### Work item A
Summarize the passage on plant defense compounds in two sentences.
### Work item B
Please print the part of the passage on plant defense compounds from "These oxidizing enzymes" to "C (ascorbic acid).", word for word.

### Selected excerpt
>>

These oxidizing enzymes act on plant phenolics to form quinones and reactive oxygen species. Quinones, when ingested by the aphids, work as anti-nutritional proteins to reduce nutrient intake and food digestion (Dampc et al., 2020; Javed et al., 2025b, f). The proteinase inhibitors attach themselves to aphid digestive enzymes in the midgut, therefore affecting food digestion. Phenolics may also inflict injuires to aphid midgut by the mechanism of oxidative stress. They freely bind with thiols inside midgut epithelium to decrease the availability of non-protein thiols and vitamin C (ascorbic acid).
Similarly, flavonoid, e.g., quercetin, interferes in the insect molting by reducing the expression of ecdysone receptor (EcR) genes (Oberdörster et al., 2001). Besides these, flavonoids and phenolic acids (vanillic, ferulic, and 4-hydroxybenzoic acids) have been recorded to suppress the acetylcholinesterase enzyme, which is responsible for molting in rice weevils (Maazoun et al., 2019). Flavonoids, e.g., taxifolin is documented to reduce glutathione S-transferase expression (insecticide detoxifying enzyme in insects) (Wang et al., 2016).

<<

### Collected material
>>

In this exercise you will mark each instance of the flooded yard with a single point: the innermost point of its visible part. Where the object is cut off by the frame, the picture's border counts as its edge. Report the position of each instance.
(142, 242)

<<

### Your response A
Oxidizing enzymes convert plant phenolics into quinones and reactive oxygen species, and quinones ingested by aphids reduce nutrient intake and food digestion, while phenolics may also harm the aphid midgut through oxidative stress. Among flavonoids, quercetin interferes with insect molting by lowering ecdysone receptor gene expression and taxifolin reduces glutathione S-transferase expression, and flavonoids and phenolic acids have been recorded to suppress acetylcholinesterase in rice weevils.

### Your response B
These oxidizing enzymes act on plant phenolics to form quinones and reactive oxygen species. Quinones, when ingested by the aphids, work as anti-nutritional proteins to reduce nutrient intake and food digestion (Dampc et al., 2020; Javed et al., 2025b, f). The proteinase inhibitors attach themselves to aphid digestive enzymes in the midgut, therefore affecting food digestion. Phenolics may also inflict injuires to aphid midgut by the mechanism of oxidative stress. They freely bind with thiols inside midgut epithelium to decrease the availability of non-protein thiols and vitamin C (ascorbic acid).